-------- DATA FOR PROCESSING
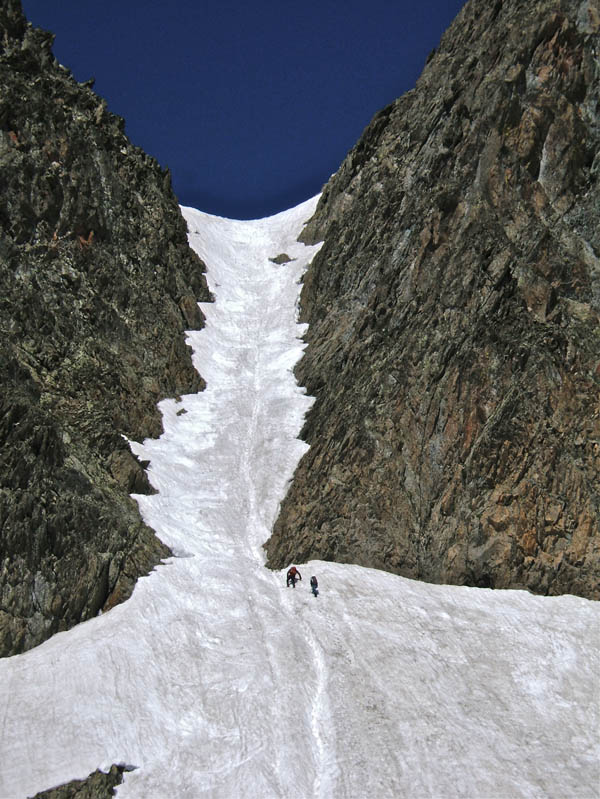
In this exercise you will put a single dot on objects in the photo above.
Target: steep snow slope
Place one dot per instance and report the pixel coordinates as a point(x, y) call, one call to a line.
point(215, 680)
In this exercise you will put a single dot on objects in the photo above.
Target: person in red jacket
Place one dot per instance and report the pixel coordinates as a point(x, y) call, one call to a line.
point(293, 575)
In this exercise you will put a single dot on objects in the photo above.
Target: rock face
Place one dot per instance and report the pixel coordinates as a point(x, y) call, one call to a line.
point(454, 339)
point(97, 285)
point(97, 786)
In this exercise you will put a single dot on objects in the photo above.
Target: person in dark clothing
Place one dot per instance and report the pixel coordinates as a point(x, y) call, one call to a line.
point(292, 576)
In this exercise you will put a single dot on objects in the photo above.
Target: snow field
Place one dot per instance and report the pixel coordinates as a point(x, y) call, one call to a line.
point(214, 680)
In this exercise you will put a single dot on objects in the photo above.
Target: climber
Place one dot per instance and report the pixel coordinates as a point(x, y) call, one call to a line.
point(292, 576)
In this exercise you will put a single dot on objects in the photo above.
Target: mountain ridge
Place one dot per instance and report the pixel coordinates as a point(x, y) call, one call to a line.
point(453, 332)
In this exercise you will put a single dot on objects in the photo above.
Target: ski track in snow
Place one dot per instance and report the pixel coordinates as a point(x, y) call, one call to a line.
point(215, 680)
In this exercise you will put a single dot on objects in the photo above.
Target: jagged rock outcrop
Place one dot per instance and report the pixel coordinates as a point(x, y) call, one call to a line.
point(97, 285)
point(454, 339)
point(98, 785)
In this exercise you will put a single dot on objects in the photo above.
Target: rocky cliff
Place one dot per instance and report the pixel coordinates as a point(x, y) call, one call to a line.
point(454, 339)
point(97, 285)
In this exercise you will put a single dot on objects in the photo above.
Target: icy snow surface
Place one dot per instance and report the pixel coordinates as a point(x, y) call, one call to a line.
point(214, 680)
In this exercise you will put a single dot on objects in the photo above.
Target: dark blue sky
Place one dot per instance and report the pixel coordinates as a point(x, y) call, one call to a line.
point(252, 105)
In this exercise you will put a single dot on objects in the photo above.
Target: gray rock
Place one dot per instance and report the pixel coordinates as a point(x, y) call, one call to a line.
point(97, 286)
point(453, 310)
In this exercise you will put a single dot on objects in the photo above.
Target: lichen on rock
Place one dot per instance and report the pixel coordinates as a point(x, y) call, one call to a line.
point(454, 319)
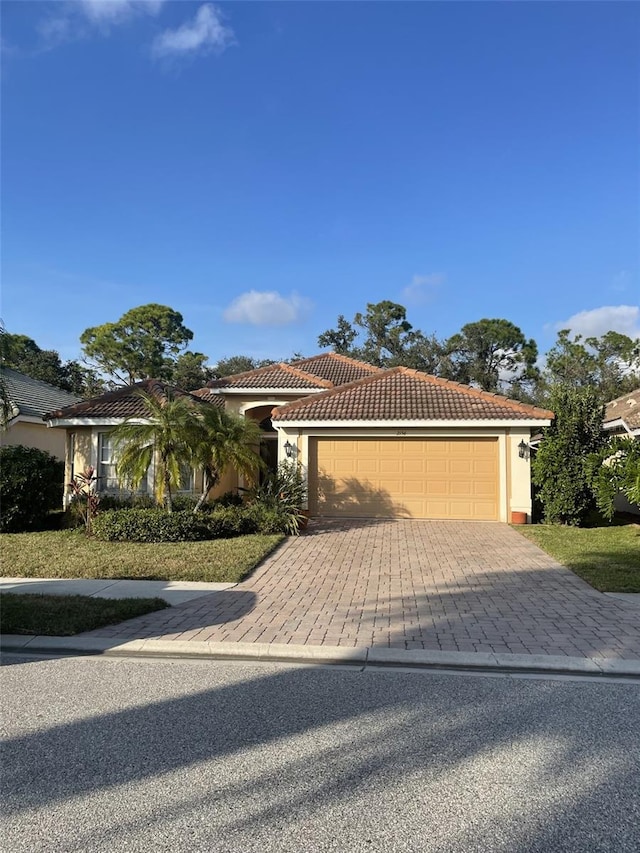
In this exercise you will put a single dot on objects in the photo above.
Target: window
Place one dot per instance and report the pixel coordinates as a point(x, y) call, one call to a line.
point(186, 479)
point(107, 476)
point(107, 479)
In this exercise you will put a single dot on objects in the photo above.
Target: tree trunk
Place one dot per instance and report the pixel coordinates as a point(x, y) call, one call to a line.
point(167, 490)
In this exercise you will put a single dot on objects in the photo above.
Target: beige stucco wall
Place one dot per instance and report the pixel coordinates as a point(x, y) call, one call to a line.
point(35, 435)
point(514, 473)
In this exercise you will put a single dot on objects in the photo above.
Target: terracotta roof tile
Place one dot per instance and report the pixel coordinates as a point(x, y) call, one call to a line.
point(625, 408)
point(122, 403)
point(209, 395)
point(337, 368)
point(272, 376)
point(406, 395)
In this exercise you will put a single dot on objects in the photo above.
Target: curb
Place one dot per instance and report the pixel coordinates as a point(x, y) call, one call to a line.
point(362, 656)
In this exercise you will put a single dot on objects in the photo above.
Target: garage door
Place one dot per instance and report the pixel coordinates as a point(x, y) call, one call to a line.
point(404, 478)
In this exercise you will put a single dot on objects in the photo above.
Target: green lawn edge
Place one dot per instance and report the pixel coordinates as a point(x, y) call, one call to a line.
point(607, 558)
point(66, 615)
point(70, 554)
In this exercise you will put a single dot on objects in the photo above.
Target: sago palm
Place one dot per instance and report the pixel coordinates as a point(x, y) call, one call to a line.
point(169, 434)
point(225, 440)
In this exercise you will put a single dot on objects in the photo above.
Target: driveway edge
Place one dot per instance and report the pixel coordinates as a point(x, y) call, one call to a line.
point(363, 656)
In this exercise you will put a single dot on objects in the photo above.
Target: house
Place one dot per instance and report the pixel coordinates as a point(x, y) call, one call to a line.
point(370, 442)
point(29, 399)
point(622, 417)
point(85, 428)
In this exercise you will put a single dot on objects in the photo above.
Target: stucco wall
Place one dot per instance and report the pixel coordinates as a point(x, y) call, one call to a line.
point(35, 435)
point(514, 472)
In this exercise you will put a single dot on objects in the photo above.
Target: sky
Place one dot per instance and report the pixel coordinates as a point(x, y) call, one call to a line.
point(264, 167)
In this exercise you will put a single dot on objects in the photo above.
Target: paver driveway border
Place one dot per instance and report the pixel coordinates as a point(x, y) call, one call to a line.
point(446, 586)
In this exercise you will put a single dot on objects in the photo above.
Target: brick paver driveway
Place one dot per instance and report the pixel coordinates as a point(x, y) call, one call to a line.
point(458, 586)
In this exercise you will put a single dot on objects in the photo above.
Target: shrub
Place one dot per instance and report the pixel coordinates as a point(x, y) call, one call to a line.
point(150, 525)
point(31, 486)
point(283, 493)
point(560, 468)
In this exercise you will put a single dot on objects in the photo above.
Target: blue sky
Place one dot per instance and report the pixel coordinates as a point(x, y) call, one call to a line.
point(263, 167)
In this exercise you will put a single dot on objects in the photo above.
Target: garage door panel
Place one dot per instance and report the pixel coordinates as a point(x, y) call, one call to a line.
point(420, 478)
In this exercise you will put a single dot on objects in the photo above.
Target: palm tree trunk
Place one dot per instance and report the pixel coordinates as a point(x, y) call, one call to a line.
point(167, 490)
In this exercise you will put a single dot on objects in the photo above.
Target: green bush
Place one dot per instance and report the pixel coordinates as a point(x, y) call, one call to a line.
point(150, 525)
point(282, 493)
point(31, 486)
point(559, 469)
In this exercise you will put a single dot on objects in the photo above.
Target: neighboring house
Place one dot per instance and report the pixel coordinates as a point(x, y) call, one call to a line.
point(622, 417)
point(29, 399)
point(371, 442)
point(85, 429)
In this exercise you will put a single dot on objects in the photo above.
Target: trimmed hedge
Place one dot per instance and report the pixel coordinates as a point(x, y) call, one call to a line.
point(31, 485)
point(156, 525)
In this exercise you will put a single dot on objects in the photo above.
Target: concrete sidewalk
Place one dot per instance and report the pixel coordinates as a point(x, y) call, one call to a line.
point(361, 656)
point(173, 592)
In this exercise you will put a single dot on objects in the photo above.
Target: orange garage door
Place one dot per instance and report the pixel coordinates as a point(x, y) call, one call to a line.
point(404, 478)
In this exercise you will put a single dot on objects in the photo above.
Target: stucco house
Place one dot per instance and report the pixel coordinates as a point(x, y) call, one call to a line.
point(370, 442)
point(622, 417)
point(30, 399)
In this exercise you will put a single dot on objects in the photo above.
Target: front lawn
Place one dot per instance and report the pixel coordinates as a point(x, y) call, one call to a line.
point(606, 557)
point(64, 615)
point(69, 554)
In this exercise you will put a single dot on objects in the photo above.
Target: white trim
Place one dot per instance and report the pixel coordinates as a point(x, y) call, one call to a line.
point(103, 422)
point(23, 419)
point(619, 422)
point(400, 424)
point(299, 392)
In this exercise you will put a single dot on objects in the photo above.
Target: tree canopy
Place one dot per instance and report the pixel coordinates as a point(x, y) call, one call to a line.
point(143, 344)
point(22, 353)
point(490, 354)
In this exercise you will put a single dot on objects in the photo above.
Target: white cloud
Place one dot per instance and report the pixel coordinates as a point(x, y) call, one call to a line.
point(77, 19)
point(617, 318)
point(267, 308)
point(423, 287)
point(204, 33)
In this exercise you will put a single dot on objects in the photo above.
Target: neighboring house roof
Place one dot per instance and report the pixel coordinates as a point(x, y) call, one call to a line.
point(280, 375)
point(338, 369)
point(624, 412)
point(210, 396)
point(122, 403)
point(401, 394)
point(31, 397)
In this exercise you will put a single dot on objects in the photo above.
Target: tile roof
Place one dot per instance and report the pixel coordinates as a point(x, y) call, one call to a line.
point(121, 403)
point(626, 409)
point(32, 397)
point(282, 376)
point(209, 395)
point(401, 394)
point(338, 369)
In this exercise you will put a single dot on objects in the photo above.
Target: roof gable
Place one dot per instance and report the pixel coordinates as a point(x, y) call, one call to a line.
point(125, 402)
point(402, 394)
point(32, 397)
point(626, 409)
point(337, 368)
point(279, 375)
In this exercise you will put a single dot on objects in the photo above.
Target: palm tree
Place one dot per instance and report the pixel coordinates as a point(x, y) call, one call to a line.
point(170, 433)
point(225, 440)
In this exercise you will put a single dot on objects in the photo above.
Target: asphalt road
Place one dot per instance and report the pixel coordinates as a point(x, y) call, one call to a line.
point(149, 755)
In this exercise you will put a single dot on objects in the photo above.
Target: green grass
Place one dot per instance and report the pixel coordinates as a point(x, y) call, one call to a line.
point(63, 615)
point(69, 554)
point(606, 557)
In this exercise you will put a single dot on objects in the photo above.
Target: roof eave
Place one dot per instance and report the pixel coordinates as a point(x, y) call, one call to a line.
point(416, 423)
----------------
§ **EXERCISE PROMPT**: Reproduce the data above verbatim from its beginning through the line containing "point(97, 786)", with both ends included. Leave out the pictures.

§ **OUTPUT OF THE TASK**:
In this exercise you will put a single dot on objects in the photo above.
Target: steep snow slope
Place one dot per instance and report the pixel coordinates as a point(x, y) call, one call to a line.
point(215, 680)
In this exercise you will put a single dot on objects in the photo above.
Target: person in red jacket
Place one dot per instance and report the pixel coordinates as a point(x, y) call, one call to a line.
point(293, 575)
In this exercise you will put a single dot on objects in the photo above.
Target: rock face
Place one dot per instance and report the pixel coordinates as a point(x, y) call, one call to a line.
point(454, 339)
point(97, 285)
point(97, 786)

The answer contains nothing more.